**Material supplied**
---------------

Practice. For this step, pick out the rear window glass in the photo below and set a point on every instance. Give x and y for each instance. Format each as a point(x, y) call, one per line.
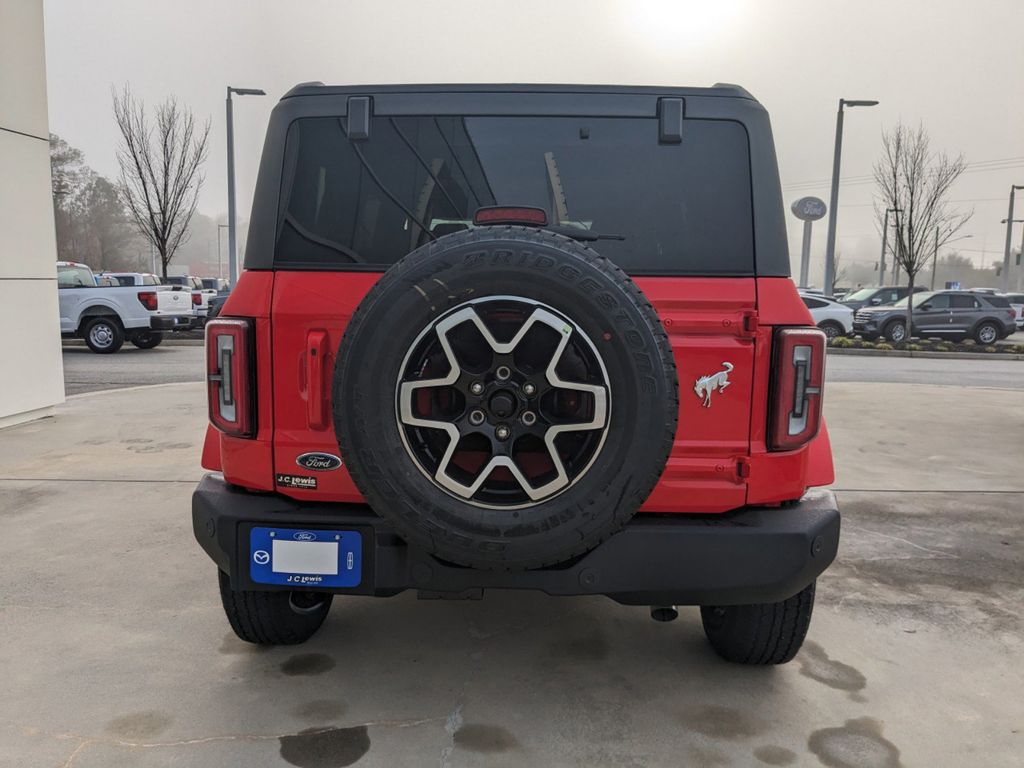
point(999, 301)
point(678, 208)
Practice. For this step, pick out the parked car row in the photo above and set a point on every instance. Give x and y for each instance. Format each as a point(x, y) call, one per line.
point(109, 308)
point(881, 311)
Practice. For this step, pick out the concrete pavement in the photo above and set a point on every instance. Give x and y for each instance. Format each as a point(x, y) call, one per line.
point(116, 651)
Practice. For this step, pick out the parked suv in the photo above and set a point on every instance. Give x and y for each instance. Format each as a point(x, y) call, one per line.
point(518, 337)
point(878, 296)
point(949, 314)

---------------

**What you will do**
Every record above, copied exactly and without a single picture, makes up the answer.

**Response for this exercise**
Practice. For this step, pick out the rear window glass in the photo below and set a point on every instance. Give x and y for each instance. Format each as a point(x, y) call, one per line.
point(999, 301)
point(678, 208)
Practice. For this step, pick out the parked car row in the photo above and set a point on every instance. Give x and y for each instance. Format each as a point(x, y) call, one per line.
point(109, 308)
point(881, 311)
Practice. For this step, pick out the concrete pavement in the photo above and set a point on every instance. Give x and y for each instance. Format each as a point(x, y) call, one per line.
point(116, 651)
Practice. For this step, pick out the parked suv in the photo above and set a point on every instance. Give x and y for each instance. Format each as a point(x, y) call, one per line.
point(518, 337)
point(878, 296)
point(949, 314)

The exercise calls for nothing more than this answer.